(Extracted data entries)
-- start --

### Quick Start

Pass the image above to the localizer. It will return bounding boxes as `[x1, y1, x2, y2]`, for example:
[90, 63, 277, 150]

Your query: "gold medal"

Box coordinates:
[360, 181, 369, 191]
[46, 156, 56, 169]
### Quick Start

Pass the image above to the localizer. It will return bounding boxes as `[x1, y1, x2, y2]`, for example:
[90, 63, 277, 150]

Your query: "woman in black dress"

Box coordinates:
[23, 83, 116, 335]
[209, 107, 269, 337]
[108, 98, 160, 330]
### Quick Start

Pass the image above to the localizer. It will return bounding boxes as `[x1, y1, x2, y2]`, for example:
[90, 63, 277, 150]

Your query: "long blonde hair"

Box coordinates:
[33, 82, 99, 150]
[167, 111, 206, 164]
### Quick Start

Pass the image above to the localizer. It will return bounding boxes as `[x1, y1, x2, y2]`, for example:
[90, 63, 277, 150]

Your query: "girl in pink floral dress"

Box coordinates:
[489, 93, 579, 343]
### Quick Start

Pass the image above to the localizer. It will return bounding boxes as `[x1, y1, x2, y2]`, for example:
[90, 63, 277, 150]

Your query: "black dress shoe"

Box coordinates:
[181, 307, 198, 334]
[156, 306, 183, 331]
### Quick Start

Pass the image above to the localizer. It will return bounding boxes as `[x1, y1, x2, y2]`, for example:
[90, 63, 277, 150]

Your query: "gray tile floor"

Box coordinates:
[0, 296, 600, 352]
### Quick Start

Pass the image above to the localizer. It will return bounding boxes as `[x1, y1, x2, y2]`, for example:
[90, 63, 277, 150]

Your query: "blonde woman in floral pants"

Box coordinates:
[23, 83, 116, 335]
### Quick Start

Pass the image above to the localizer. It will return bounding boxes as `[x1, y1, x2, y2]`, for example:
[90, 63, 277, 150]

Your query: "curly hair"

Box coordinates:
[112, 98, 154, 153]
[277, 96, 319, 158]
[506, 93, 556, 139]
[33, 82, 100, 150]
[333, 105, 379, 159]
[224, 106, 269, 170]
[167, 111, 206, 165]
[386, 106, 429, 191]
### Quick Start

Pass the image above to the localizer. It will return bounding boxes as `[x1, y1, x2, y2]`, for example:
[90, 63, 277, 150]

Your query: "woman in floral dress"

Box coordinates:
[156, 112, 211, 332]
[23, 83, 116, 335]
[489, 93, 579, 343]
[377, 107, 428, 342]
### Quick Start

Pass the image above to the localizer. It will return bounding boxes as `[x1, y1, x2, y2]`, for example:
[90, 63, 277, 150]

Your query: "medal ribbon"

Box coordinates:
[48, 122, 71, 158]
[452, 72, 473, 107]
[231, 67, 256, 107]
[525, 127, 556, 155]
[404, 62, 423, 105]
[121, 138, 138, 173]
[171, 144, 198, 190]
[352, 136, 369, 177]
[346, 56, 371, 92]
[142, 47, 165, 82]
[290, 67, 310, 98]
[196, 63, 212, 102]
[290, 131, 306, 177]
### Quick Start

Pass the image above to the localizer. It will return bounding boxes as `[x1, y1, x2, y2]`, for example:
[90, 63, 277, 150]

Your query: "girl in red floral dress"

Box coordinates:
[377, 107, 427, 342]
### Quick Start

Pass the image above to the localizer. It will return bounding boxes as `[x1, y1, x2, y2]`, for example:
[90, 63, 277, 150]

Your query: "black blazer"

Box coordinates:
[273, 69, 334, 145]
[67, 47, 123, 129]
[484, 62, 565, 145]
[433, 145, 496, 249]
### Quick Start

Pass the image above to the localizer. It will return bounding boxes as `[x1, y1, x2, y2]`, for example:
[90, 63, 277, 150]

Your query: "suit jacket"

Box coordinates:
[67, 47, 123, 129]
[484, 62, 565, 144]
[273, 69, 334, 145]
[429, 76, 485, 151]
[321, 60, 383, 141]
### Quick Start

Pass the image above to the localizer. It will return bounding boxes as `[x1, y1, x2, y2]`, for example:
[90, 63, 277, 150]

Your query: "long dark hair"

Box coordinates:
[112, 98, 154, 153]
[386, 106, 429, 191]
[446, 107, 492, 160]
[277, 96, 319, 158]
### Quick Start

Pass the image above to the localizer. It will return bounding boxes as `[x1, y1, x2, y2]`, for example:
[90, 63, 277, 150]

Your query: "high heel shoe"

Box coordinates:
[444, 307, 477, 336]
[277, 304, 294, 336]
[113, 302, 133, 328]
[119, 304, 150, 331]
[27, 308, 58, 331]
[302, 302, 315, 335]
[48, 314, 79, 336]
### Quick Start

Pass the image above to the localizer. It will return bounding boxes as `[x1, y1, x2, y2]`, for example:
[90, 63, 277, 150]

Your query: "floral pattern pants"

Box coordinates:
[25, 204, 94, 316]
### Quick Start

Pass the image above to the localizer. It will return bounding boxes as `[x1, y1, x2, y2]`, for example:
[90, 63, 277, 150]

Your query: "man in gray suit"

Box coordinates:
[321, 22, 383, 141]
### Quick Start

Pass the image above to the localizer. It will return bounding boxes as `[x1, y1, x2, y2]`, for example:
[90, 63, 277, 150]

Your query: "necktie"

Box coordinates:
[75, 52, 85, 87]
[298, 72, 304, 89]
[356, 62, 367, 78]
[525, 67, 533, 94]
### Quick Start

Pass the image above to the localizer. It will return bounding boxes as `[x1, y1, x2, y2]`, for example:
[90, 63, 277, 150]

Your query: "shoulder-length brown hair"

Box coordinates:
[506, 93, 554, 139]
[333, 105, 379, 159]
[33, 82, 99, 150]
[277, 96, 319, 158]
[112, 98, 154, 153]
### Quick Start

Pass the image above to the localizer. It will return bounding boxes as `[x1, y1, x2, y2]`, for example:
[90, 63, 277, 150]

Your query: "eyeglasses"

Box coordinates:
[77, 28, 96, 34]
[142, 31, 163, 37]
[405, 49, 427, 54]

-- end --
-- start --

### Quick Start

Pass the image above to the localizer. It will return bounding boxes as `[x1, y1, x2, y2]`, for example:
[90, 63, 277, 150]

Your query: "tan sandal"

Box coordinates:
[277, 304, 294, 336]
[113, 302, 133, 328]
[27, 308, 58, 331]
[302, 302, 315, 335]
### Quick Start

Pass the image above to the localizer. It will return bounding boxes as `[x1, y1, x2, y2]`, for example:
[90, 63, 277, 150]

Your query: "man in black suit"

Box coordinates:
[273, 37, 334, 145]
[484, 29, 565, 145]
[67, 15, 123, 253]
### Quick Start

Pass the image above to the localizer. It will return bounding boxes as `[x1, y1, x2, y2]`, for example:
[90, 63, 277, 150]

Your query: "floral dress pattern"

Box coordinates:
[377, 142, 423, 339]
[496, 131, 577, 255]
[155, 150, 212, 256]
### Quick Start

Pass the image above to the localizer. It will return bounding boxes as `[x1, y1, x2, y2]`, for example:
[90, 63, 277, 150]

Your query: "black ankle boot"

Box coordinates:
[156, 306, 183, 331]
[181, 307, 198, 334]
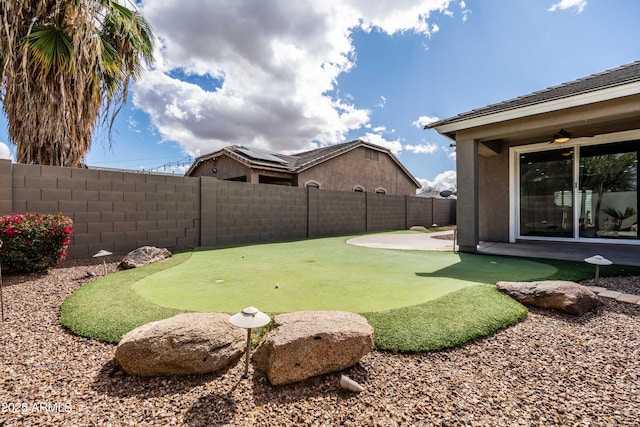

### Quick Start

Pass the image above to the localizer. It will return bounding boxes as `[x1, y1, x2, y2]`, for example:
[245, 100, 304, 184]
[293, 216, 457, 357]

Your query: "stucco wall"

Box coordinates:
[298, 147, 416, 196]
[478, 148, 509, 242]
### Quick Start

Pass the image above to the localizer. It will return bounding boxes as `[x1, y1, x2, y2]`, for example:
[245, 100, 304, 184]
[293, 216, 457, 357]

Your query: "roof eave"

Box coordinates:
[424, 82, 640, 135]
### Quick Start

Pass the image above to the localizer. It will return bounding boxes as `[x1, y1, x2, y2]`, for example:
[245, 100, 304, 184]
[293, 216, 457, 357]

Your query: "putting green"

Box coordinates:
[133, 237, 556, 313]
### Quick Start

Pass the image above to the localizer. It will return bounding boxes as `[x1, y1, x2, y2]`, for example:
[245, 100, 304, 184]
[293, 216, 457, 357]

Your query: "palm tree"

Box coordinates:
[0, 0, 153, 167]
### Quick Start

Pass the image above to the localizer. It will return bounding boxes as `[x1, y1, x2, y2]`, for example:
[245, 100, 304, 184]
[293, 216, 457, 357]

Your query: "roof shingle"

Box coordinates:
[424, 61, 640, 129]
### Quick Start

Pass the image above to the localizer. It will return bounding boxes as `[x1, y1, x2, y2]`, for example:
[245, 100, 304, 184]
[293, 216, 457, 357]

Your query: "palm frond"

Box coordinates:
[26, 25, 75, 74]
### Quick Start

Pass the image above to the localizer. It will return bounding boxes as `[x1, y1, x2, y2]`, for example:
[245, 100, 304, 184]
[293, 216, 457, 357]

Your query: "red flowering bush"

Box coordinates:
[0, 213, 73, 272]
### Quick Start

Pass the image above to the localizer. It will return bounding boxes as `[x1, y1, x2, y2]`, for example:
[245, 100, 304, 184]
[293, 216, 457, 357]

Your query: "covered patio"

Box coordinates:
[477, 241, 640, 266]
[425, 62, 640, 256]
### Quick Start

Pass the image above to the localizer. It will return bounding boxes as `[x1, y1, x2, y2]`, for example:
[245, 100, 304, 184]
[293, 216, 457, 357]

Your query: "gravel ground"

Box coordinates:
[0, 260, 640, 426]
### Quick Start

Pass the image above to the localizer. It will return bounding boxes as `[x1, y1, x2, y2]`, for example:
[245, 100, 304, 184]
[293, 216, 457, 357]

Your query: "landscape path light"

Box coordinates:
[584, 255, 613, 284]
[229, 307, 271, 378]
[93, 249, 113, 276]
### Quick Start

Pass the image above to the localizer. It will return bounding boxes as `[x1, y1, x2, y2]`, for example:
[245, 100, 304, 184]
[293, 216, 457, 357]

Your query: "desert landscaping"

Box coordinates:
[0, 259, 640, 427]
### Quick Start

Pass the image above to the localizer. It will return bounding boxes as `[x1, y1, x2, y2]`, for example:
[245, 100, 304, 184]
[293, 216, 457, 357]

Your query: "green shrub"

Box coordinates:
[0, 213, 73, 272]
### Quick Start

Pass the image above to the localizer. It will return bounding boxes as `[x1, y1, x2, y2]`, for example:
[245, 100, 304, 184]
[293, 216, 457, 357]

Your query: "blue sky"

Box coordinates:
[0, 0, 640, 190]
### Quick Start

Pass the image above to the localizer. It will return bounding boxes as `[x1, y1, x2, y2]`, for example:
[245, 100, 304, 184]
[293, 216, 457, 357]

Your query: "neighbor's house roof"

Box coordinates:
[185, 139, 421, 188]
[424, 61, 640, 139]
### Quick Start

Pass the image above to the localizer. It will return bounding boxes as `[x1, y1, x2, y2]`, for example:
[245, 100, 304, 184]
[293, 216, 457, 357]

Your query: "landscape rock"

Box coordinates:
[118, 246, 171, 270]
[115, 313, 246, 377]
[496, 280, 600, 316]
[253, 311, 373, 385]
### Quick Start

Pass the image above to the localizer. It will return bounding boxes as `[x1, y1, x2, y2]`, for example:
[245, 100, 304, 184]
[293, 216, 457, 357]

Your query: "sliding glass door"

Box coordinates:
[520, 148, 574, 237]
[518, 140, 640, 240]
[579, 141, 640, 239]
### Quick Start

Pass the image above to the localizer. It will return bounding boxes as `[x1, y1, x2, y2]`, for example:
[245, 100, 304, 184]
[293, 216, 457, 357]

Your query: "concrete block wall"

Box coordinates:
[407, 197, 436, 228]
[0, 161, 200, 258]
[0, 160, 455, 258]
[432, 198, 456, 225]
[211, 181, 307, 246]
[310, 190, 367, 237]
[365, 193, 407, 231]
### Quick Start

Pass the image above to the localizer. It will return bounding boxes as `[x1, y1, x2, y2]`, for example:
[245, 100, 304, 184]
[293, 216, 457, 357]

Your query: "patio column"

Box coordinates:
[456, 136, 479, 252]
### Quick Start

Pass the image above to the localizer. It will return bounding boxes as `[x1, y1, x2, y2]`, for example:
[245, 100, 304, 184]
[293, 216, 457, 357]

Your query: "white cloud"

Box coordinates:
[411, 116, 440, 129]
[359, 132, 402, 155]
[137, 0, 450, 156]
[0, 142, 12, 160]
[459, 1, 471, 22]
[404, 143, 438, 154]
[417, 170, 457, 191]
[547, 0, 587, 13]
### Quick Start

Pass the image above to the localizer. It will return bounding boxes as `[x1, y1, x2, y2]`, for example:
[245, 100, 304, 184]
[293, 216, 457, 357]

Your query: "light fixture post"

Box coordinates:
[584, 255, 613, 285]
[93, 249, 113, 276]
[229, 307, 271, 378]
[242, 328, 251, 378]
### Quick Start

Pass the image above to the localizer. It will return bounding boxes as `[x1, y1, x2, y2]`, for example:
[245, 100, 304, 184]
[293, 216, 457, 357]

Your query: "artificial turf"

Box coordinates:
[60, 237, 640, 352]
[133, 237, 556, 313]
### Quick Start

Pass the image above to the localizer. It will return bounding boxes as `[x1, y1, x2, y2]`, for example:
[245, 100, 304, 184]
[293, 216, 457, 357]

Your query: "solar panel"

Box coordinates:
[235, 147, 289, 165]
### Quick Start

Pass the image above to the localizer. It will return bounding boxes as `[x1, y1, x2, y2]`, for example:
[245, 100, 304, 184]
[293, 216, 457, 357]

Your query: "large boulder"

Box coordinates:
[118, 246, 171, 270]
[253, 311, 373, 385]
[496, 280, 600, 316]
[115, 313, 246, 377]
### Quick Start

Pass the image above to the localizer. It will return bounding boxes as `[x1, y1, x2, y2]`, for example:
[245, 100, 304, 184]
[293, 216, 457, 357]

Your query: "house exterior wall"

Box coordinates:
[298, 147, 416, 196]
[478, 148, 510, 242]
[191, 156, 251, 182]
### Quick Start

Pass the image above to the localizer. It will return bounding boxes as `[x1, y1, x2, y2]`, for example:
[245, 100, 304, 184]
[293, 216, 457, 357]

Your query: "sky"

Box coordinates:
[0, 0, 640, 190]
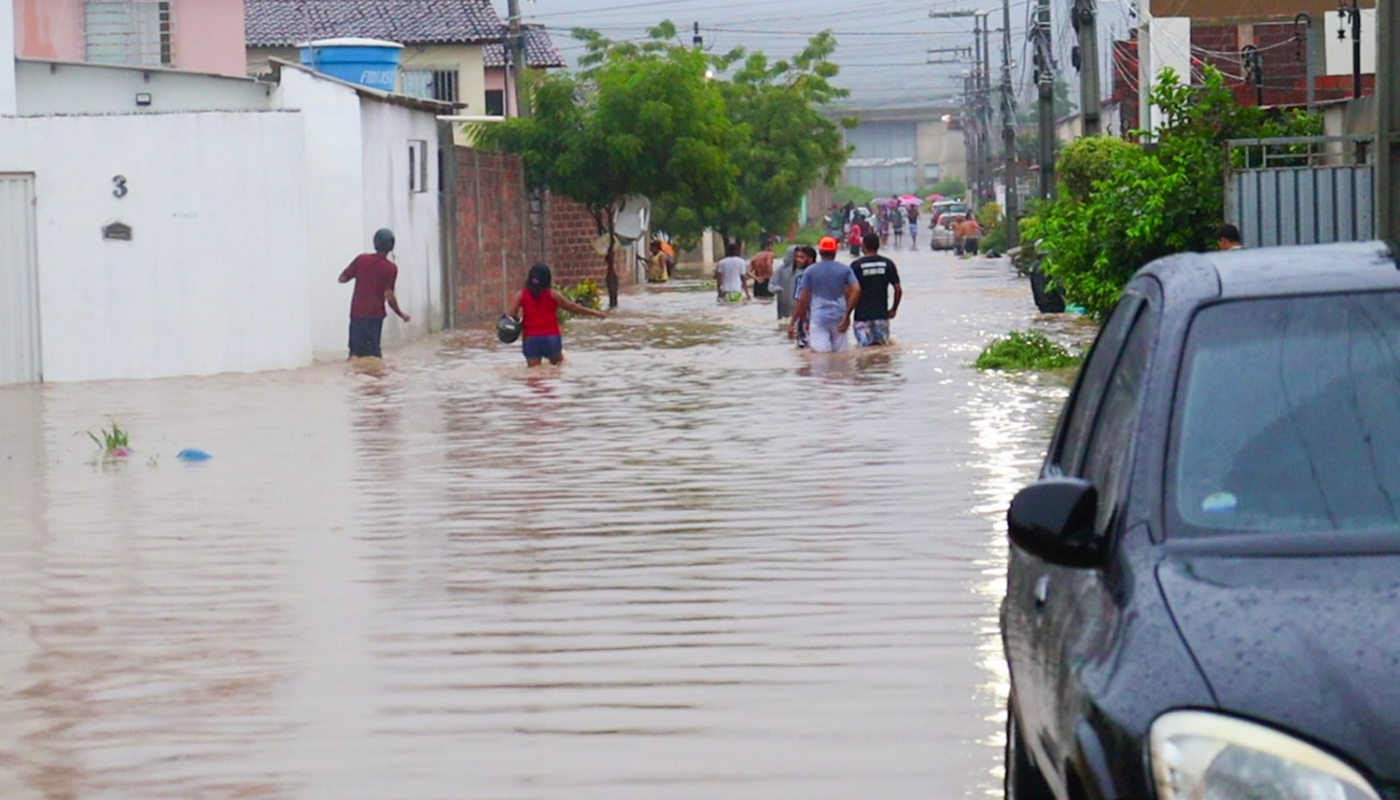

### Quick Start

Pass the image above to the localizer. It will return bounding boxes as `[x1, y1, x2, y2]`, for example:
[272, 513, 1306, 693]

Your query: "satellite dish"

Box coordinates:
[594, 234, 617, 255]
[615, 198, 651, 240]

-- end --

• Work instructions: Return each line of the extracted data entries above that contains the string "woman". The match is case-sensitive.

• Written reply:
Your query: "woman in black dress"
Your query: "blonde woman in floral pants"
Your query: "woman in floral dress"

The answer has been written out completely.